### [抽出テキスト]
********

パーソナリティの高橋源一郎によるとかなり有名な人のようであるし、この本のあとがきにもアメリカでは大変有名な人だと書いてあったが、僕は知らなかった。
もしかしたら誰かに聞いて知っていたかもしれないが、まったく記憶になかった。

エリック・ホッファーは5歳のときに母親が彼を抱いたまま階段から落ち、7歳のときに母親が亡くなってその年に彼は視力を失ったそうだ。
そして、なぜか15歳の時視力が回復する。
1920年、18歳のときに父親が亡くなり彼は天涯孤独となり、放浪を始める。

いろいろな職を転々とし、季節労働者として働き、最後には港湾労働者としてサンフランシスコに住み着く。
この無頼と言うか、成り行き任せと言うか、そんな生活にも不安はまったくなかったと彼は言う。それは、自分の世話をしてくれたマーサと言う女性が「あなたは、40歳までしか生きられない」と言った事が心に刻み込まれていたからだと彼は言う。
そして、その放浪の間中、彼は本を読み思索に耽っていたようだ。その積み重ねが晩年の著作に集約されたのだろう。

僕は、本は少しは読んだかもしれないが思索に耽る事もなく、考える事と言えば、ごく身近な雑事や個人的な事を思い悩むくらいの凡人だが、自営業として30年程日本と言う社会で根無し草のような不安定な生活を送ってきたからだと思うが、彼が放浪とも言える人生に不安はまったくなかったと言う事が、共感と言うか納得できた。

なんと言うか、他人から見れば不安定な事も継続していると自分では安定して感じるというか。例えば、株式チャートの一週間分は不安定に見えるけれど、その一週間分を一年分並べてみると安定して見えるような感じじゃないかと思う。
他人から見れば不安定なようでも、そこが自分の居場所と思えば安心する。
そんな感じだろうか。

マーサから言われた、「あなたは、40歳までしか生きられない」と言う言葉が心に刻み込まれたと言う事も、僕自身幼い頃に母親に言われた事や渋谷の街頭で占い師に言われた言葉が脳裏に焼き付いていて、例えば、血液型の性格判断のようになんの科学的根拠もないのに、普段は心の奥底に潜んでいてある時ひょっこり現れて自分はこうなんだと思ってしまう。

そんなこんなで、この本を読みながら僕自身の人生を振り返ってみたり、ホッファーの人生の時々の心模様を想像してみたりしながら、この本を読んでみた。
そして、エリック・ホッファーと言う人について、むくむくと興味が湧いてきた。こんな哲学者とか思想家とか言われる人の著作を自伝から入ると言うのも珍しいと思うが、ぜひ彼の著作をまた読んでみようと思う。

********

### [資料抜粋]

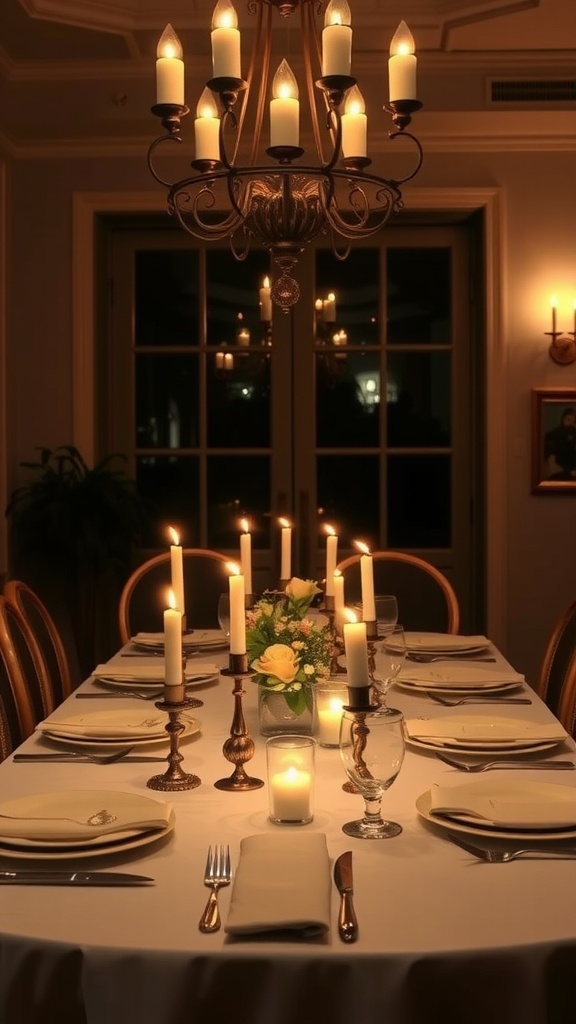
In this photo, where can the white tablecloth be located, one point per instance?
(443, 939)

********

### [課題目標]
抽出テキストのうち「エリック・ホッファーは5歳のときに」で始まる段落を、主な事実を残して箇条書きにまとめてください。 資料は抽出テキストとは別の出典から取得したものです。

### [課題回答]
- 5歳：母親が彼を抱いたまま階段から落ちる
- 7歳：母親が亡くなり、同じ年に視力を失う
- 15歳：視力が回復する
- 1920年（18歳）：父親が亡くなって天涯孤独となり、放浪を始める